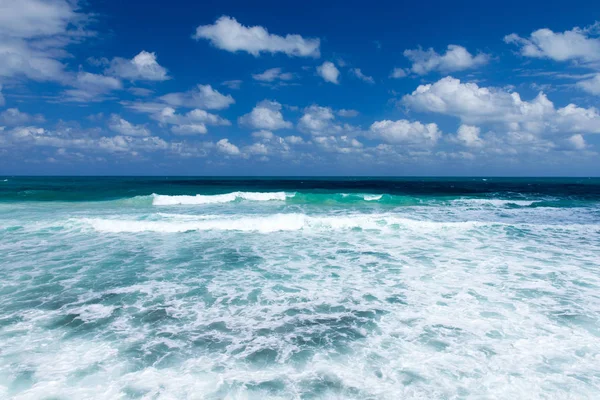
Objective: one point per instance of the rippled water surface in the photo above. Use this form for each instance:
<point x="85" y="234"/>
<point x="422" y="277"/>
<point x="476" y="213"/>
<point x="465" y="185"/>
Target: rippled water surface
<point x="140" y="288"/>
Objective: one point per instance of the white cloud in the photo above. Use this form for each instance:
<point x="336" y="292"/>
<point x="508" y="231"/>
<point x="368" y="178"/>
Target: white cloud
<point x="124" y="127"/>
<point x="234" y="84"/>
<point x="141" y="92"/>
<point x="203" y="96"/>
<point x="92" y="87"/>
<point x="228" y="34"/>
<point x="398" y="73"/>
<point x="142" y="67"/>
<point x="316" y="120"/>
<point x="358" y="73"/>
<point x="189" y="129"/>
<point x="266" y="115"/>
<point x="328" y="72"/>
<point x="263" y="135"/>
<point x="273" y="74"/>
<point x="576" y="44"/>
<point x="224" y="146"/>
<point x="256" y="149"/>
<point x="405" y="132"/>
<point x="347" y="113"/>
<point x="577" y="142"/>
<point x="338" y="144"/>
<point x="468" y="135"/>
<point x="456" y="58"/>
<point x="319" y="121"/>
<point x="13" y="116"/>
<point x="193" y="122"/>
<point x="34" y="35"/>
<point x="480" y="105"/>
<point x="591" y="85"/>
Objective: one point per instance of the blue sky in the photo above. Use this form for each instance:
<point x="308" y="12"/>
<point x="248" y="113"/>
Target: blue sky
=-=-=-=-=
§ OPDRACHT: Schrijf alle regels opnieuw uit, vanaf de regel met "Objective: one point per instance of the white" tot en met het einde van het materiaal. Verschuif daarbij elke coördinaat in de antwoordregels met -15 en laat alle andere regels en getallen ongewijzigd.

§ ANTWOORD:
Objective: one point per instance of the white cloud in the photo above. Use this form for each instance:
<point x="336" y="292"/>
<point x="508" y="231"/>
<point x="368" y="178"/>
Target: white cloud
<point x="109" y="112"/>
<point x="219" y="69"/>
<point x="126" y="77"/>
<point x="188" y="81"/>
<point x="77" y="72"/>
<point x="213" y="19"/>
<point x="383" y="58"/>
<point x="127" y="52"/>
<point x="301" y="105"/>
<point x="343" y="58"/>
<point x="174" y="114"/>
<point x="251" y="100"/>
<point x="313" y="57"/>
<point x="248" y="120"/>
<point x="258" y="59"/>
<point x="561" y="29"/>
<point x="209" y="131"/>
<point x="241" y="134"/>
<point x="390" y="117"/>
<point x="332" y="98"/>
<point x="562" y="127"/>
<point x="323" y="129"/>
<point x="453" y="120"/>
<point x="441" y="43"/>
<point x="304" y="106"/>
<point x="-2" y="101"/>
<point x="178" y="107"/>
<point x="19" y="20"/>
<point x="465" y="90"/>
<point x="576" y="70"/>
Objective: one point per instance of the blue sky in the photo above. Use this form for each instance:
<point x="308" y="12"/>
<point x="248" y="113"/>
Target: blue sky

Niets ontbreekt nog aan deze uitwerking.